[Point-based annotation data]
____________________

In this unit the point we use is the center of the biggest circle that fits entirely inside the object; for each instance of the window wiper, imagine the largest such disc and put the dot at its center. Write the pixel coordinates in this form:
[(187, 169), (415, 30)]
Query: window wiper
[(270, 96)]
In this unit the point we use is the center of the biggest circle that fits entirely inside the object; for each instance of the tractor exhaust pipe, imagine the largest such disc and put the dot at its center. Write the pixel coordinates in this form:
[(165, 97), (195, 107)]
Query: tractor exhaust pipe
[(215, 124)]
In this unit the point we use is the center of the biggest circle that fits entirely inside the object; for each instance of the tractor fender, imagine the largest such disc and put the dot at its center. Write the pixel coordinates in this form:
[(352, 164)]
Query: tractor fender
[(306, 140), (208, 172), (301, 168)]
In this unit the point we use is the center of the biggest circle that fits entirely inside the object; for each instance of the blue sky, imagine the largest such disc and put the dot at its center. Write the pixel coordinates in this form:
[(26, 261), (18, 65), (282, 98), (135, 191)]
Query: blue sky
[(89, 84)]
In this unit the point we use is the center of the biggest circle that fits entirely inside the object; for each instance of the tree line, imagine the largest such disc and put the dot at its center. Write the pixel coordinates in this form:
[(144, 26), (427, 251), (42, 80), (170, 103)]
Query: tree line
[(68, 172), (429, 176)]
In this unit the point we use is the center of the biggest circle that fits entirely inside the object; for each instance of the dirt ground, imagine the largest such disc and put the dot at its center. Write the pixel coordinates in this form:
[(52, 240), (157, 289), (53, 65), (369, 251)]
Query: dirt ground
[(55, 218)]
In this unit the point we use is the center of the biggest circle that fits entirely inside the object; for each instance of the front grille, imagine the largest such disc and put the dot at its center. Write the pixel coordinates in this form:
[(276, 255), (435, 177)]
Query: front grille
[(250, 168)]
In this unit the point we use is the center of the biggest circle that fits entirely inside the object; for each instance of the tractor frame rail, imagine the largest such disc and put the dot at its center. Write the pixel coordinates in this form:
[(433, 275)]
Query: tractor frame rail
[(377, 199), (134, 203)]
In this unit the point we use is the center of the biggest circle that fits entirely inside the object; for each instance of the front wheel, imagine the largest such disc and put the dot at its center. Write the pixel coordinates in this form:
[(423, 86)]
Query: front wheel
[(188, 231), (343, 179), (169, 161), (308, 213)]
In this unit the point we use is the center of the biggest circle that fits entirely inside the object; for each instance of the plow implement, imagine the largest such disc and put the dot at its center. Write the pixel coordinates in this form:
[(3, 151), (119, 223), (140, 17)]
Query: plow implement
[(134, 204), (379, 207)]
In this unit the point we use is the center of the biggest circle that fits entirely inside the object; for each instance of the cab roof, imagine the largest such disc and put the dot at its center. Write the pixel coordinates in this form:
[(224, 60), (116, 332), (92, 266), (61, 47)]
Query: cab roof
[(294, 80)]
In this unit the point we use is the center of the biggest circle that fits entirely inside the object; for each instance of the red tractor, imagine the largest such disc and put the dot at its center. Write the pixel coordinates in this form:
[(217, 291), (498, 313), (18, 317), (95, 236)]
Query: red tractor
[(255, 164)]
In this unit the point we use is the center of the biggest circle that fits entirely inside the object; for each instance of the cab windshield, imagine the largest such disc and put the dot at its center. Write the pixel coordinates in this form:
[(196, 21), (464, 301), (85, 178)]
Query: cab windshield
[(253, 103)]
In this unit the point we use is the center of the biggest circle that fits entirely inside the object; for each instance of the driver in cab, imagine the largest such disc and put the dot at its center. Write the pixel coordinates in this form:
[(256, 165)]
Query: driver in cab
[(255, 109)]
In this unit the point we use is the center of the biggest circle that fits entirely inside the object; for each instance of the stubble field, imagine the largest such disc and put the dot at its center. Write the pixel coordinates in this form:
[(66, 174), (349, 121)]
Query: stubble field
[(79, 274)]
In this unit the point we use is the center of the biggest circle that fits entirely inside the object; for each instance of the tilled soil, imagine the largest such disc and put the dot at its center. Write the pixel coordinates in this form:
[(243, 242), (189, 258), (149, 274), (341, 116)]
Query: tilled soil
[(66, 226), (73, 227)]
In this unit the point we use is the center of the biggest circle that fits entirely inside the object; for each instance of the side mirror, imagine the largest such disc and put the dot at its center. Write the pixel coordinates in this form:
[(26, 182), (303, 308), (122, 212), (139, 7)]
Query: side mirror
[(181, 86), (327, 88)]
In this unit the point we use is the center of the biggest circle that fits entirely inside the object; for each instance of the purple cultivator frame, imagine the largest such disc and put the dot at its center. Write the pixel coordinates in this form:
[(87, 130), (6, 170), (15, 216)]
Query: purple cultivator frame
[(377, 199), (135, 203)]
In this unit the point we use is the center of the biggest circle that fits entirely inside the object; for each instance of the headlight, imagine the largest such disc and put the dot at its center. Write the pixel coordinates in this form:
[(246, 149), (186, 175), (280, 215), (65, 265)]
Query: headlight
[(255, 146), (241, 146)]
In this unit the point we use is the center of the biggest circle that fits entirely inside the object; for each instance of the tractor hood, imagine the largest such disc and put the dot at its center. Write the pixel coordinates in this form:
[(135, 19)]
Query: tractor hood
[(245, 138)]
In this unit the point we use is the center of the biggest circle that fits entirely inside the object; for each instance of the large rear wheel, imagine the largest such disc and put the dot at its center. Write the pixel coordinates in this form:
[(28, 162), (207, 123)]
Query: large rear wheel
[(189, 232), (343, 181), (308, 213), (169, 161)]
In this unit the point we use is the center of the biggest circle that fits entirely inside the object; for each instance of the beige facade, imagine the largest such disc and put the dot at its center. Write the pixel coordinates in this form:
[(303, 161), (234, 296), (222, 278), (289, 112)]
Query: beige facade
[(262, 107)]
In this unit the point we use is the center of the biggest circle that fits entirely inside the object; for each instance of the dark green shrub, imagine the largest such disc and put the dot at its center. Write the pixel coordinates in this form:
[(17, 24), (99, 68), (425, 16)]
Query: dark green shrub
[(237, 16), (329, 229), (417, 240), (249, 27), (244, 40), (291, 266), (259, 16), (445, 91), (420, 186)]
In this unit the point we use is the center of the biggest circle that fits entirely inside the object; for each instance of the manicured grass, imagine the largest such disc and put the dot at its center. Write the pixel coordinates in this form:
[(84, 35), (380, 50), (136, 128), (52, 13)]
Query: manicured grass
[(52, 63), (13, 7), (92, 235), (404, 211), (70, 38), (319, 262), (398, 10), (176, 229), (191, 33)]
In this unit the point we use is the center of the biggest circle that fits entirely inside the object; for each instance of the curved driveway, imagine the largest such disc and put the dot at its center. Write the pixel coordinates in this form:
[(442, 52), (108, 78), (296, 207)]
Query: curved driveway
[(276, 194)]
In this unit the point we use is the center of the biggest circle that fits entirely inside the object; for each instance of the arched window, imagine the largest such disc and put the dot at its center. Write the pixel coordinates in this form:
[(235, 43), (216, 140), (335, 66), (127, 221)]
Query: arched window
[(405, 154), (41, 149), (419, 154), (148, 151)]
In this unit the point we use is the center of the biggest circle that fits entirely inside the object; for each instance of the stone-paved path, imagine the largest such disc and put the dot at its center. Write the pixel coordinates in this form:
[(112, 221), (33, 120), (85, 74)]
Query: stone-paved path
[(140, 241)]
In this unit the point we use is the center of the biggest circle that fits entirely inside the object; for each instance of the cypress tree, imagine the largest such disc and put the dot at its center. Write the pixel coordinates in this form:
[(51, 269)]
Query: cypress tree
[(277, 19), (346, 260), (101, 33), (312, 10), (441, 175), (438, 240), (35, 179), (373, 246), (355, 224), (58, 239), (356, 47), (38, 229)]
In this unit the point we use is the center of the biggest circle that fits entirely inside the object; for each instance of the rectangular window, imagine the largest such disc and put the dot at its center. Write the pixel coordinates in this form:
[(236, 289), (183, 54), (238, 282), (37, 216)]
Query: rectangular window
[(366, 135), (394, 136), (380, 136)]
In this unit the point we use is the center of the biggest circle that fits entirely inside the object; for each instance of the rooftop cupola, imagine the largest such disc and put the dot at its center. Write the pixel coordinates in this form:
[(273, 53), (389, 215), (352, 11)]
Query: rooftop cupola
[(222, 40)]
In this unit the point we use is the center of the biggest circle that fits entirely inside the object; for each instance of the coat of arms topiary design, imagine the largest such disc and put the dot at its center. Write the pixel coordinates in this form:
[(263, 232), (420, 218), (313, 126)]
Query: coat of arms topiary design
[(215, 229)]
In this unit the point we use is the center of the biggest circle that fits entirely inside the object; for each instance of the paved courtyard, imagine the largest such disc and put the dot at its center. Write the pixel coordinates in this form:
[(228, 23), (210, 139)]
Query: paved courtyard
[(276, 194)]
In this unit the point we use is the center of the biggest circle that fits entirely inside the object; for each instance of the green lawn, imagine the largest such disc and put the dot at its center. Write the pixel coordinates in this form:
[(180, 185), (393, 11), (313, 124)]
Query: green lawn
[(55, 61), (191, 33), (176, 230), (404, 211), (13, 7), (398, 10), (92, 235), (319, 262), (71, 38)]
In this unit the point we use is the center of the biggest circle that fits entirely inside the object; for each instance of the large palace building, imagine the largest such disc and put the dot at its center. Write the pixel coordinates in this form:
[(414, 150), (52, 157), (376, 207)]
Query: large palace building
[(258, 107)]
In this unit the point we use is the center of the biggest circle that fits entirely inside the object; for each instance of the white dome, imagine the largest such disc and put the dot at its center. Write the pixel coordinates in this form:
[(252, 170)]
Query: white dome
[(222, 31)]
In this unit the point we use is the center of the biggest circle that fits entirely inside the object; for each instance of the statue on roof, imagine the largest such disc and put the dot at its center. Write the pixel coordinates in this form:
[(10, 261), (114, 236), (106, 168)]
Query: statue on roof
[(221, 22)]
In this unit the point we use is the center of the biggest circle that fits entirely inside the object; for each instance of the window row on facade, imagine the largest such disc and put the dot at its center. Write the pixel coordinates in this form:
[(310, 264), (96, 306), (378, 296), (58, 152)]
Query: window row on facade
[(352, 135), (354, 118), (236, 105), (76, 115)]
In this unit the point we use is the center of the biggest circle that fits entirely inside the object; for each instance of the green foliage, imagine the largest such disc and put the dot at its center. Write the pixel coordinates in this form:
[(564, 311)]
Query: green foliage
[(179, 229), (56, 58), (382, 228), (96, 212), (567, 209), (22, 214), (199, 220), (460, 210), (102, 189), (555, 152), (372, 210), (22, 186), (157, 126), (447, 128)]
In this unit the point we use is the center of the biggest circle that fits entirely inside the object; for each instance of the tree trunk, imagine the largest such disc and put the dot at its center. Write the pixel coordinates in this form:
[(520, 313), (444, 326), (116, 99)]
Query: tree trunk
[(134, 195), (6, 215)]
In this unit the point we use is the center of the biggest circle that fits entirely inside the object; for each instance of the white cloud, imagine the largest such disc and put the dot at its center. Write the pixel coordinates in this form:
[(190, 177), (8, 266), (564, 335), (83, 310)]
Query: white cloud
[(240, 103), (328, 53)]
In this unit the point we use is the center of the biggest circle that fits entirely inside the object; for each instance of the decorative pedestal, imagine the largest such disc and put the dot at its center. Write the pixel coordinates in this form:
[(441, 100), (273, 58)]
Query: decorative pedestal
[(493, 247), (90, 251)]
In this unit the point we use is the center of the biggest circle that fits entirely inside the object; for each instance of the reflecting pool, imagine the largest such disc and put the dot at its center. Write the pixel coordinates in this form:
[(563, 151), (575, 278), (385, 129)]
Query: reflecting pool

____________________

__Challenge__.
Recast the stretch of the data from the line containing "tractor hood, imagine" through the line containing "[(262, 107)]" as a numbered list, one entry per line and no blank lines.

__Answer to the exercise__.
1. In this unit the point we use is the center of the biggest circle that fits entirely inside the object; for each instance of the tractor hood, imagine the largest such disc and put the dot at its center. Write the pixel coordinates in this form:
2. [(135, 19)]
3. Query: tractor hood
4. [(245, 138)]
5. In this unit the point we use is the center of the biggest circle that fits entirely inside the object; for each instance of the large rear wheel, imagine the largest such disc and put the dot at its center. Write the pixel coordinates in this form:
6. [(28, 162), (207, 123)]
7. Query: large rear wheel
8. [(189, 232), (343, 181), (308, 213), (169, 161)]
9. In this unit the point we use is the center of the biggest circle that fits entirely inside the object; for each instance of the beige facade, imagine the largest such disc and put the dot at its center. Write the pixel coordinates in this form:
10. [(303, 161), (234, 296), (222, 278), (289, 112)]
11. Query: beige facade
12. [(262, 107)]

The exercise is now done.